◆ Pointing entries:
*****

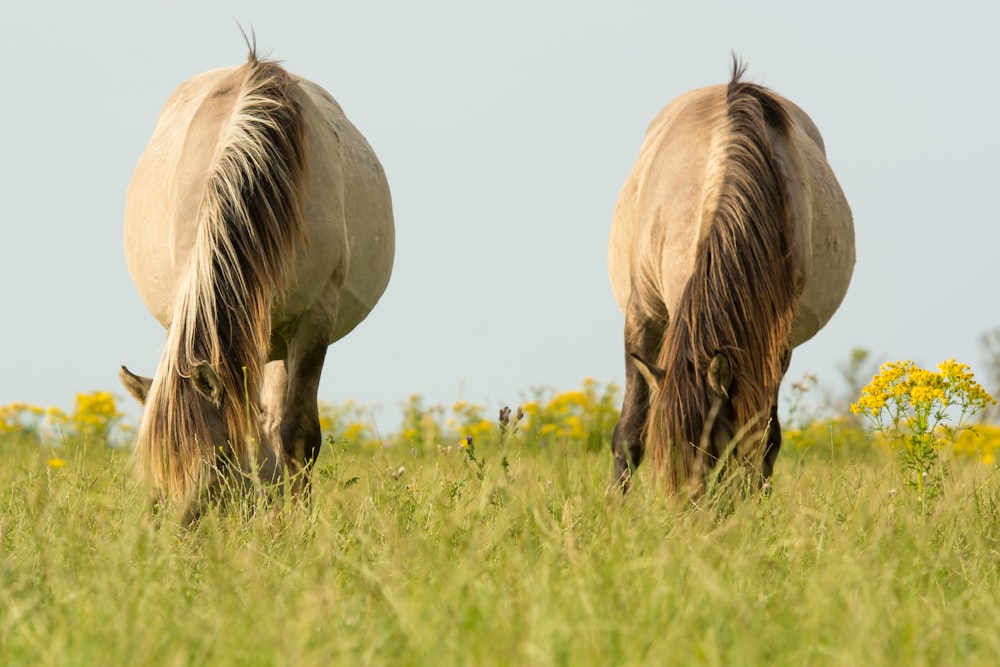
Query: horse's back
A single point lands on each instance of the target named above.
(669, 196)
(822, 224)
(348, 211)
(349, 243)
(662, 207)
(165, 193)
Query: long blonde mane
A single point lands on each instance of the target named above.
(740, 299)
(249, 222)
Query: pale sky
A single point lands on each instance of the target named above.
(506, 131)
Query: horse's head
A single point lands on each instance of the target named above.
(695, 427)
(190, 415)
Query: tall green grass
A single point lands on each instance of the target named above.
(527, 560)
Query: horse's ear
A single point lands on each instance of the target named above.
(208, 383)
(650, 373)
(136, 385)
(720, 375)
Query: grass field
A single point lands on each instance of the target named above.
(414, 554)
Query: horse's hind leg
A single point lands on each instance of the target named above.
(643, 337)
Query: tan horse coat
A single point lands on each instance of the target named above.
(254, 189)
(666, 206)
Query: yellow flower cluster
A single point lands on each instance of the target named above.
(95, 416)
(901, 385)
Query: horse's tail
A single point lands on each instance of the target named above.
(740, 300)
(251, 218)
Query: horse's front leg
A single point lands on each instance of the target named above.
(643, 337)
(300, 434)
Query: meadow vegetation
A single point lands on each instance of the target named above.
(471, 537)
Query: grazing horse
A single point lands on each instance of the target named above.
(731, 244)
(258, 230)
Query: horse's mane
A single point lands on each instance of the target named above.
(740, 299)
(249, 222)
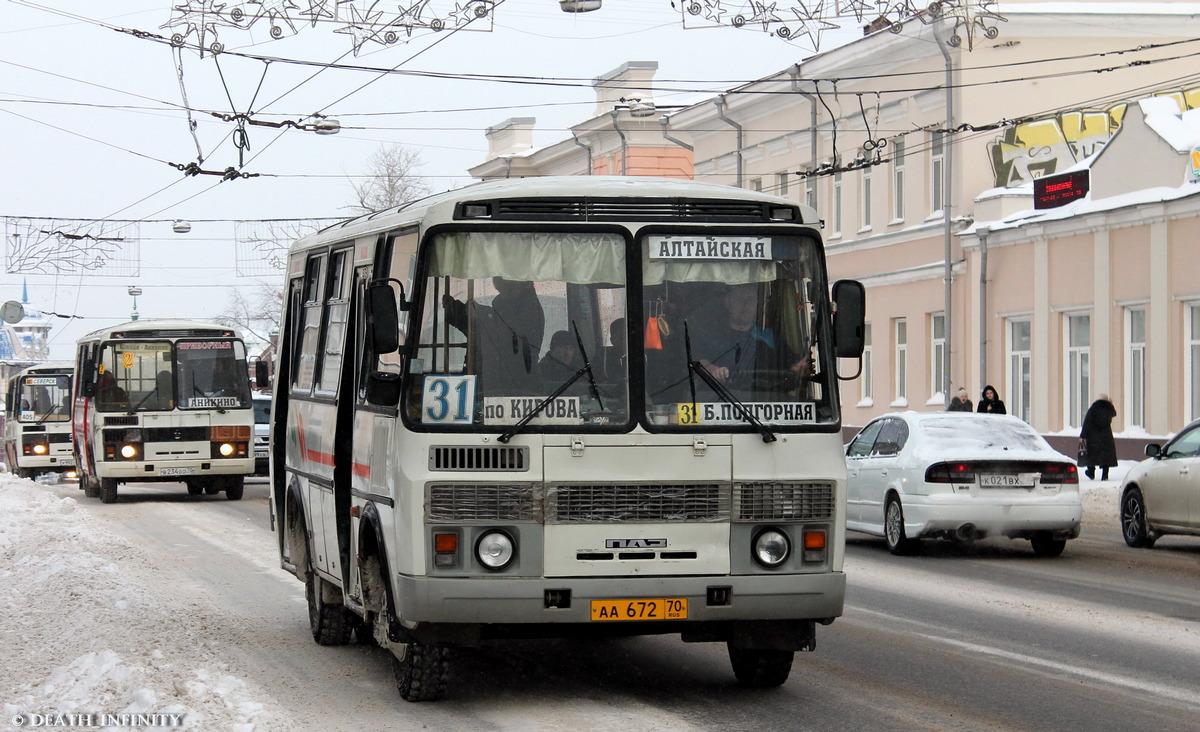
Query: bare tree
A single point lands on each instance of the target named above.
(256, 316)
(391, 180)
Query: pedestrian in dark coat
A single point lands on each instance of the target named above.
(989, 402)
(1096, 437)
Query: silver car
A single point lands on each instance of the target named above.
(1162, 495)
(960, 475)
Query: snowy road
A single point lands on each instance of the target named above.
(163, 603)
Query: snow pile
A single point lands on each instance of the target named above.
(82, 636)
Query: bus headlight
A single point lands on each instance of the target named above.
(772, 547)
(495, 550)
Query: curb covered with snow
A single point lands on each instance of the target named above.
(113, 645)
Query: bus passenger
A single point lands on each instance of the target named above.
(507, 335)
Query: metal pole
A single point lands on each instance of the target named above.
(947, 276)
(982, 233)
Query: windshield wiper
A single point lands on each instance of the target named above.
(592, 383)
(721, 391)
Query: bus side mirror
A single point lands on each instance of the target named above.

*****

◆ What you should do: Copy out the entries word for word, starting at the line that contains "Query: snow pile" and continuing through the end of the entries, both ends included.

◆ Answer to this task:
Query: snow pile
A single point lands on each instance of the target named above.
(82, 636)
Query: bus headlight
A single point lands on each instance of the target named above.
(772, 547)
(495, 550)
Query: curb covered with snow
A single point lands on each instance of the target named above.
(113, 645)
Query: bus passenger
A single point lands on each instance of the target named above.
(507, 335)
Query: metal pole
A single point lands on each instance of the target named above.
(947, 276)
(982, 233)
Query: windshield wiper
A single point lands on each instance of the target named above.
(592, 383)
(721, 391)
Query: bus side mirror
A single point lands on each instance of the target named above.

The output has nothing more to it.